- Conference: Big Ten Conference
- Record: 5–6 (4–4 Big Ten)
- Head coach: Bob Blackman (3rd season);
- MVPs: Eddie Jenkins; Octavus Morgan;
- Captains: John Gann; Ken Braid;
- Home stadium: Memorial Stadium

= 1973 Illinois Fighting Illini football team =

American college football season

The 1973 Illinois Fighting Illini football team was an American football team that represented the University of Illinois as a member of the Big Ten Conference during the 1973 Big Ten season. In their third year under head coach Bob Blackman, the Fighting Illini compiled a 5–6 record (4–4 in conference games), finished in a four-way tie for fourth place in the Big Ten, and outscored opponents by a total of 164 to 157.

The team's statistical leaders included quarterback Jeff Hollenbach (916 passing yards, 43.8% completion percentage), running back George Uremovich (519 rushing yards, 3.7 yards per carry), and split end Garvin Roberson (25 receptions for 416 yards, 16.6 yards per reception). Halfback Eddie Jenkins and defensive end Octavus Morgan were selected as the team's most valuable players. Roberson, defensive lineman Octavus Morgan, and defensive back Mike Gow received first-team honors on the 1973 All-Big Ten Conference football team.

The team played its home games at Memorial Stadium in Champaign, Illinois.

⁂

Required actions
**A.** Reproduce the part of the Illinois football article that begins at the words "American college football" and ends after the words "164 to 157.".
**B.** Write out every line of the records below again. Multiply each point coordinate in the answers by 2.6 and round it to a whole number, with halves rounded up, but keep the sample coordinates in the other lines unchanged. Leave the pictures out.
The article and the records below it come from separate sources.

⁂

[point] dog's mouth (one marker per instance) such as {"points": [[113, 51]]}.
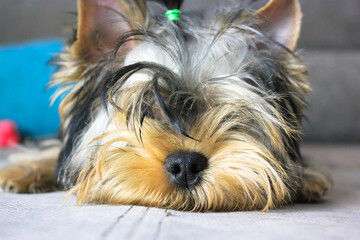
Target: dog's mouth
{"points": [[185, 168]]}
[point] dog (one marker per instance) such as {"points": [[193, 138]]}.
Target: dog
{"points": [[164, 109]]}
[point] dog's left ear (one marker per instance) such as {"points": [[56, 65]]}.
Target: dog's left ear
{"points": [[102, 22], [281, 20]]}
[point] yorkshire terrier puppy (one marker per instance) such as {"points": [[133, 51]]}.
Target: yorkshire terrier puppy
{"points": [[168, 110]]}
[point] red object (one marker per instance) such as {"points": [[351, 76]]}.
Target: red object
{"points": [[8, 134]]}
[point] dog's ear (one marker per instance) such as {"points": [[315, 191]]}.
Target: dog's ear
{"points": [[281, 20], [102, 22]]}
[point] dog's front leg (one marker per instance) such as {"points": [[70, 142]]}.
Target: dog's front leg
{"points": [[33, 174]]}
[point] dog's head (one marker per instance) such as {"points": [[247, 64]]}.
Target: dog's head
{"points": [[189, 114]]}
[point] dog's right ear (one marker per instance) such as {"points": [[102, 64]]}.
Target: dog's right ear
{"points": [[102, 22]]}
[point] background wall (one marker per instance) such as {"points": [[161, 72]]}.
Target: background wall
{"points": [[330, 39]]}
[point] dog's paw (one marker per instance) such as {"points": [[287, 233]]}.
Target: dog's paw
{"points": [[28, 177], [315, 186]]}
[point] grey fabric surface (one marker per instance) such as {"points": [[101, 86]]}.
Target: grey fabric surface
{"points": [[327, 23], [47, 216], [334, 104]]}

⁂

Answers for this exercise
**A.**
American college football season

The 1973 Illinois Fighting Illini football team was an American football team that represented the University of Illinois as a member of the Big Ten Conference during the 1973 Big Ten season. In their third year under head coach Bob Blackman, the Fighting Illini compiled a 5–6 record (4–4 in conference games), finished in a four-way tie for fourth place in the Big Ten, and outscored opponents by a total of 164 to 157.

**B.**
[point] dog's mouth (one marker per instance) such as {"points": [[113, 51]]}.
Target: dog's mouth
{"points": [[481, 437]]}
[point] dog (one marker per instance) such as {"points": [[193, 138]]}.
Target: dog
{"points": [[426, 283]]}
[point] dog's left ear (one marker per instance) such as {"points": [[56, 65]]}.
Target: dog's left ear
{"points": [[265, 57], [731, 52]]}
[point] yorkshire terrier puppy (one marker per instance) such as {"points": [[133, 51]]}.
Target: yorkshire terrier puppy
{"points": [[437, 286]]}
[point] red object (one marker per instance) such as {"points": [[351, 76]]}.
Target: red object
{"points": [[21, 348]]}
[point] dog's ear (one marker per instance) such as {"points": [[315, 191]]}.
Target: dog's ear
{"points": [[731, 52], [265, 57]]}
[point] dog's front leg (one marker per instance) such as {"points": [[70, 142]]}.
Target: dog's front leg
{"points": [[86, 452]]}
[point] dog's head (one marker per instance) such as {"points": [[247, 64]]}.
Target: dog's head
{"points": [[491, 296]]}
[point] dog's right ear (one marker per instance) such as {"points": [[102, 64]]}.
Target: dog's right ear
{"points": [[265, 57]]}
[point] background wall (one marker per instance) such as {"points": [[161, 72]]}.
Target: background wall
{"points": [[858, 101]]}
[point] dog's paw (one marker per instance) such as {"points": [[287, 233]]}.
Target: dog's paw
{"points": [[73, 460], [819, 484]]}
[point] grey fabric surface (one marker per instance) such as {"points": [[101, 86]]}.
Target: grey fabric surface
{"points": [[850, 60], [122, 562], [868, 270]]}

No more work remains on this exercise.